WHAT YOU WILL DO:
Look through the records and copy each line that has "jacket" in it.

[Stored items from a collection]
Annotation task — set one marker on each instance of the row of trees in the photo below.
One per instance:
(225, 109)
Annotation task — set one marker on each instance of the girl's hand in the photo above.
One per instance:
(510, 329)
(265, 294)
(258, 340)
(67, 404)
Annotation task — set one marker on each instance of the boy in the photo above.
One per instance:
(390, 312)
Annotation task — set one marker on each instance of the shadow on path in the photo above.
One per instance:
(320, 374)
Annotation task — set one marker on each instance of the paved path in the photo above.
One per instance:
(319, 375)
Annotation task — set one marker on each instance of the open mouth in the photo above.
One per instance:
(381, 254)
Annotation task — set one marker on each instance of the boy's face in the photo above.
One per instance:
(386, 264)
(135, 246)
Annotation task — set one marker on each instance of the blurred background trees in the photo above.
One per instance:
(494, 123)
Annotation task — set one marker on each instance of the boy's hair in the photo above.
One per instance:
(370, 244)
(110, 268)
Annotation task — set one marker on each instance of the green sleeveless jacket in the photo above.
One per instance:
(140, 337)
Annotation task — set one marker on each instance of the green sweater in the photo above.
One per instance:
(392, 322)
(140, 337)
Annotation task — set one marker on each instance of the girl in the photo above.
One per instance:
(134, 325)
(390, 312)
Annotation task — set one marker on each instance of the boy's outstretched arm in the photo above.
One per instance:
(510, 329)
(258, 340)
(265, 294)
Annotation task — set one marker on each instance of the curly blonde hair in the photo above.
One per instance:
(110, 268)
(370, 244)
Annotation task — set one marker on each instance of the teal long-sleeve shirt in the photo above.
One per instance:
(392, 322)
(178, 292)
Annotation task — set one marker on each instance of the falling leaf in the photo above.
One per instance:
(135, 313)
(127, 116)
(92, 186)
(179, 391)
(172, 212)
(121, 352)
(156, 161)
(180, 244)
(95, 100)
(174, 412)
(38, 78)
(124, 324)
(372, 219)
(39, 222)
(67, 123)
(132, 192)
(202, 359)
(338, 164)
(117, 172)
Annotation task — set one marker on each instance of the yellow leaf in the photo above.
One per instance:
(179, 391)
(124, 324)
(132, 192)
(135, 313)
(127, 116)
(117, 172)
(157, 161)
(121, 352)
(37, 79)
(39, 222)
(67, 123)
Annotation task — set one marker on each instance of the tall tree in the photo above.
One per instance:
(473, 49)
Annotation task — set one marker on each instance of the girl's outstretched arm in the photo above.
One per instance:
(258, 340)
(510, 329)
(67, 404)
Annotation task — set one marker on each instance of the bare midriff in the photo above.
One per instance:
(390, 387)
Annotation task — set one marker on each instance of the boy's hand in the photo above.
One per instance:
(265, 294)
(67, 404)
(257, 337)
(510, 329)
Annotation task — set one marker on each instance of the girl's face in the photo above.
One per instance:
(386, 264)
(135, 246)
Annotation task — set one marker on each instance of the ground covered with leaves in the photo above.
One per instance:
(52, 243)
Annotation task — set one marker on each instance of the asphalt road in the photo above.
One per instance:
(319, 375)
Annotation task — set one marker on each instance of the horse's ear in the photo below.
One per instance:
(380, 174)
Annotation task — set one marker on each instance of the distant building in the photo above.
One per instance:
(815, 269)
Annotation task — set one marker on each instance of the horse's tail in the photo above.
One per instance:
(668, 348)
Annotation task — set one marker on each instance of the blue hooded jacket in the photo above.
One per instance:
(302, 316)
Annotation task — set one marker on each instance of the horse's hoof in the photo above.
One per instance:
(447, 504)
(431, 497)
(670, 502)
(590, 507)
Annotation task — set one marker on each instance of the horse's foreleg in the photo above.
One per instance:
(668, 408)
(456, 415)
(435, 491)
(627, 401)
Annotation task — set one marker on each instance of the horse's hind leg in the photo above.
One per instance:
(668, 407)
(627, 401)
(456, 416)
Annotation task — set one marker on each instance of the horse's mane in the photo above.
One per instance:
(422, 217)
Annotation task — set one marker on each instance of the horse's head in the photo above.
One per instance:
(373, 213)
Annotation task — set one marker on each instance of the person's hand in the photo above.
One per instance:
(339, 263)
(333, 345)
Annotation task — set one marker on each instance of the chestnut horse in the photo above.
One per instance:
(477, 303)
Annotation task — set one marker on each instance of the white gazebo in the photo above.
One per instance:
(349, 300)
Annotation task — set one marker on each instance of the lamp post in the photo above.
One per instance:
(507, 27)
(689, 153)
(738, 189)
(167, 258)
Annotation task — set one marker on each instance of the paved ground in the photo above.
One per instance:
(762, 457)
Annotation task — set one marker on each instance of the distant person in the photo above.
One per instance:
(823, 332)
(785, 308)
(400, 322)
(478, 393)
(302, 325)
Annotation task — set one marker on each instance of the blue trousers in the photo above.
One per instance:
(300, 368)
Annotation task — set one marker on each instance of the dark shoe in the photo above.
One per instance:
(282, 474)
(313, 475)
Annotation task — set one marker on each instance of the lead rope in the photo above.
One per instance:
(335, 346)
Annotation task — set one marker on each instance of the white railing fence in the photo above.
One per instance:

THE ANSWER:
Annotation task — set one marker on each instance of the green sleeveless jacket in the photo above.
Annotation task — set one marker on each instance of the blue hooded jacket in the photo above.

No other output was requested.